** BEGIN DATASET EXTRACT **

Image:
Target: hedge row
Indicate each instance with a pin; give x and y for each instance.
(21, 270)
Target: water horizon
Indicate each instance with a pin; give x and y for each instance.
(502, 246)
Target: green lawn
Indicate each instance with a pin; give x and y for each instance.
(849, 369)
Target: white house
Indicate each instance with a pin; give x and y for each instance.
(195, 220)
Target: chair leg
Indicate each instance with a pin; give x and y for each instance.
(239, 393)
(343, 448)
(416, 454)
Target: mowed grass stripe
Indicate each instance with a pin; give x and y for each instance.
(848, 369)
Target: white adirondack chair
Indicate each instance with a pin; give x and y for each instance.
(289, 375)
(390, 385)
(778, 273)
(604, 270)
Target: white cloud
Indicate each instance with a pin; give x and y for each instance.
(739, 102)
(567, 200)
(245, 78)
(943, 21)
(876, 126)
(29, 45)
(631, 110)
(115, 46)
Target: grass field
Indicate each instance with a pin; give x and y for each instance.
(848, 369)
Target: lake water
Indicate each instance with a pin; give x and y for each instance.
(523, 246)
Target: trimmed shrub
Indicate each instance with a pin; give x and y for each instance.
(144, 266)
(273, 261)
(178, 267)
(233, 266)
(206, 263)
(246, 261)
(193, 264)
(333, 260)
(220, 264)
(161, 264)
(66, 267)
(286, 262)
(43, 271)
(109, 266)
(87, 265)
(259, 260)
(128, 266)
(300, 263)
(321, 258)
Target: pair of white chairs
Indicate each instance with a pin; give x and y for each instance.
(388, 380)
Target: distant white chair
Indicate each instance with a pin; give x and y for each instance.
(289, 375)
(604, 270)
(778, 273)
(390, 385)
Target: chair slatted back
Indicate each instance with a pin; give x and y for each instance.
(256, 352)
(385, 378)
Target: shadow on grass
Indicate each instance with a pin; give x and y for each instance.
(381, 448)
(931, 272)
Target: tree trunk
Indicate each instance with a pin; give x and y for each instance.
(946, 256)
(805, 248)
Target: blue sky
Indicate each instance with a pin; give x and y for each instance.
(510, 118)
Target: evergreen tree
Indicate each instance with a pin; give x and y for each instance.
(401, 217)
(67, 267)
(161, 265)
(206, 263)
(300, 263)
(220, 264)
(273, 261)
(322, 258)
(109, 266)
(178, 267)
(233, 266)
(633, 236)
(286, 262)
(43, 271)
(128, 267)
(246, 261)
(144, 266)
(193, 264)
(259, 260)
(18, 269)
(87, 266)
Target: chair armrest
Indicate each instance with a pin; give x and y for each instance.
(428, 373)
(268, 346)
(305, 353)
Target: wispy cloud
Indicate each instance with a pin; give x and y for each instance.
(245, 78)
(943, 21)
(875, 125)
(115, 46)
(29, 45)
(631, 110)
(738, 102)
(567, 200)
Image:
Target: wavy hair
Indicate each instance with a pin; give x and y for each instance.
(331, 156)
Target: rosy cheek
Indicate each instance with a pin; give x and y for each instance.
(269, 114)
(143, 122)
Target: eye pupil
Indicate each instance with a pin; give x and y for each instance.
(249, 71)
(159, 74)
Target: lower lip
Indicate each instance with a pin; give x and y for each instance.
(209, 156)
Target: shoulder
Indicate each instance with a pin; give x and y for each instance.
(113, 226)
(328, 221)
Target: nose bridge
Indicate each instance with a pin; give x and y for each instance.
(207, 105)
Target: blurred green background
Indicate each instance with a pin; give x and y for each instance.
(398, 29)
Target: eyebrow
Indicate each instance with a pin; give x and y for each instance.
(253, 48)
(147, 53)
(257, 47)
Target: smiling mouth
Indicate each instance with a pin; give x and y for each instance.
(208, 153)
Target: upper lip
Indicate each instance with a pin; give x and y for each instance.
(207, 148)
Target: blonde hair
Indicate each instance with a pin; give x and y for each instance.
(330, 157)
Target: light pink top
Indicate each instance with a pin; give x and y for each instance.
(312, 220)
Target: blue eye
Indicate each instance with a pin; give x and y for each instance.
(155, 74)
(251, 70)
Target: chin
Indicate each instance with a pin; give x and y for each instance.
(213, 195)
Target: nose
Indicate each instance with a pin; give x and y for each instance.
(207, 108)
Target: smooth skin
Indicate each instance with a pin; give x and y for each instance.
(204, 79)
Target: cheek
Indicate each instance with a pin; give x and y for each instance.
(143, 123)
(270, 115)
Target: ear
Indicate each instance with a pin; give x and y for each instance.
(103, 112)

** END DATASET EXTRACT **

● **TASK TO CARRY OUT**
Reproduce all of the records above line for line, without changing anything.

● **ANSWER BELOW**
Image:
Target: hedge row
Indicate each instance with a pin; give x and y for each instance.
(21, 270)
Target: water horizon
Indicate each instance with a pin; give x and y for each instance.
(502, 246)
Target: green lawn
Indicate each instance with a pin; give x and y for each instance.
(849, 369)
Target: white house
Indicate each instance with a pin; give x and y for each instance.
(195, 220)
Target: chair leg
Indicate each instance with a pin; give x and y for each instance.
(239, 393)
(343, 448)
(416, 454)
Target: mowed grass stripe
Indicate each instance with a pin; give x and y for each instance.
(848, 369)
Target: white adirondack chair
Indicate each instance with a pin; give x and y for each instance.
(289, 375)
(390, 385)
(778, 273)
(604, 270)
Target: white cloud
Indicate each instance with a pin; give x and y for each instance.
(739, 102)
(567, 200)
(245, 78)
(943, 21)
(876, 126)
(29, 45)
(631, 110)
(115, 46)
Target: grass field
Indicate each instance with a pin; give x and y for each instance.
(848, 369)
Target: lake water
Indicate each instance with a pin; give x and y for each instance.
(523, 246)
Target: trimmed shrub
Indicate each instance with a pin; give x and y for each instance.
(144, 266)
(273, 261)
(178, 267)
(233, 266)
(206, 263)
(246, 261)
(193, 264)
(333, 260)
(220, 264)
(161, 264)
(66, 267)
(286, 262)
(43, 271)
(109, 266)
(87, 265)
(259, 260)
(128, 266)
(300, 263)
(321, 258)
Target: pair of white chairs
Indicate each instance with a pin; give x and y for each instance.
(388, 380)
Target: distant white chair
Indicate each instance with a pin; give x and y for each instance.
(289, 375)
(604, 270)
(778, 273)
(390, 385)
Target: chair slatted back
Indicate each instance with a pin; give x and y for each instance.
(256, 352)
(385, 378)
Target: shadow on grass
Indicate each instance with a pin; give x and y for each instance.
(381, 448)
(931, 272)
Target: tree trunk
Indicate each instance with a pin; give x and y for each instance.
(946, 256)
(805, 248)
Target: blue sky
Indicate each instance with a pin; give x and y for each instance.
(510, 118)
Target: evergreen tree
Indicate each instance with a pin; give x and y for each instance.
(401, 217)
(67, 267)
(161, 265)
(206, 263)
(300, 263)
(220, 264)
(273, 261)
(322, 258)
(109, 266)
(178, 267)
(233, 266)
(633, 236)
(286, 262)
(43, 271)
(128, 267)
(246, 261)
(144, 266)
(193, 264)
(259, 260)
(18, 269)
(87, 266)
Target: chair armrest
Indicate each instance with a pin; give x and y for each instance.
(428, 373)
(268, 346)
(305, 353)
Target: wispy cloud
Indicate each instance with a pin; give x and y for each instance.
(245, 78)
(943, 21)
(875, 125)
(115, 46)
(29, 45)
(631, 110)
(738, 102)
(567, 200)
Image:
Target: wavy hair
Indicate each instance with a pin; give x and y for each instance.
(331, 156)
Target: rosy cheek
Indicate each instance with a pin; give x and y for each instance.
(269, 114)
(143, 122)
Target: eye pupil
Indicate each instance with a pin; give x and y for each instance.
(249, 71)
(159, 74)
Target: lower lip
Indicate each instance with a pin; give x and y for each instance.
(209, 156)
Target: shoulder
Indicate each instance with a pin; give x and y for each instance.
(113, 226)
(328, 221)
Target: nose bridge
Indicate each instance with a pin; give x and y for each instance.
(207, 105)
Target: blurred green background
Indicate each instance with a pin; give x and y for each instance.
(398, 29)
Target: eyebrow
Indicate each instance with a pin; give x and y for each instance.
(253, 48)
(147, 53)
(257, 47)
Target: smiling mouth
Indicate each instance with a pin; give x and y for each instance.
(208, 153)
Target: upper lip
Indicate each instance with a pin; give x and y for each instance.
(207, 148)
Target: blonde hair
Indicate each instance with a pin; give x and y for each instance.
(330, 157)
Target: light pink top
Indicate each instance with a pin; give x and y for each instance.
(312, 220)
Target: blue eye
Indicate each instance with a pin; give x and y for each instance.
(155, 74)
(251, 70)
Target: chin
Indicate each instance with a pin; give x and y for each instance.
(213, 195)
Target: nose
Indicate each instance with a pin; give x and y for each instance.
(207, 108)
Target: smooth skin
Indicate each instance with a pin; give x and y for each instance.
(204, 79)
Target: cheek
Indicate each instance with a pin; give x and y for each instance.
(143, 123)
(270, 115)
Target: ear
Indicate each instance with a pin; give x and y for each instance.
(103, 112)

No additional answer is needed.